(Data items)
== Segment start ==
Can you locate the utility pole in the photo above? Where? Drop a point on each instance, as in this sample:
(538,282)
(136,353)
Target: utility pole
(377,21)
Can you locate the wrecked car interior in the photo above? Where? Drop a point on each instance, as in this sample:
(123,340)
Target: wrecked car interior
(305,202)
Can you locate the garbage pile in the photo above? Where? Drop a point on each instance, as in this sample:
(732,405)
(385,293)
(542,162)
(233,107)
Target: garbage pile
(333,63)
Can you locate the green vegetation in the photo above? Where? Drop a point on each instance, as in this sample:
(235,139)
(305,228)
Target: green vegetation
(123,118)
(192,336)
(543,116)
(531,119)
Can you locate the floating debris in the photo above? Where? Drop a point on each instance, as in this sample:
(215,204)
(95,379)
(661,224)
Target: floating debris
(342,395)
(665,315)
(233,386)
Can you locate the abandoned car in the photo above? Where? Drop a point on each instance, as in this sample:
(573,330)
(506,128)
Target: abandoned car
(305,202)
== Segment end ==
Only the lines from the one with "Can you locate the wrecked" through the end of the data belong in the answer, each reproduced exactly.

WRITTEN RESPONSE:
Can you locate the wrecked car interior in the photo above? Where? Drop a point on each instance, as in this sample:
(123,340)
Target: wrecked car interior
(305,202)
Can you locate the garbage pile in the photo above? Where? Drop a point on each instance, as in this sample:
(732,405)
(385,293)
(542,162)
(233,107)
Target: garbage pile
(333,63)
Can you locate the green vegetation in the photo above? Where? Drop a point on each instance, as in this sample:
(235,139)
(305,228)
Target: green vegetation
(123,118)
(192,336)
(543,116)
(531,119)
Can you locate the floating debris in the photo above? Where? Drop a point on each instance, as in this sample:
(215,204)
(95,379)
(661,224)
Target: floating debris
(342,395)
(665,315)
(233,386)
Can you locate the abandoned car in the photo above? Where? Drop a point on each instance, as in this sample:
(573,330)
(506,128)
Target: abandoned car
(305,202)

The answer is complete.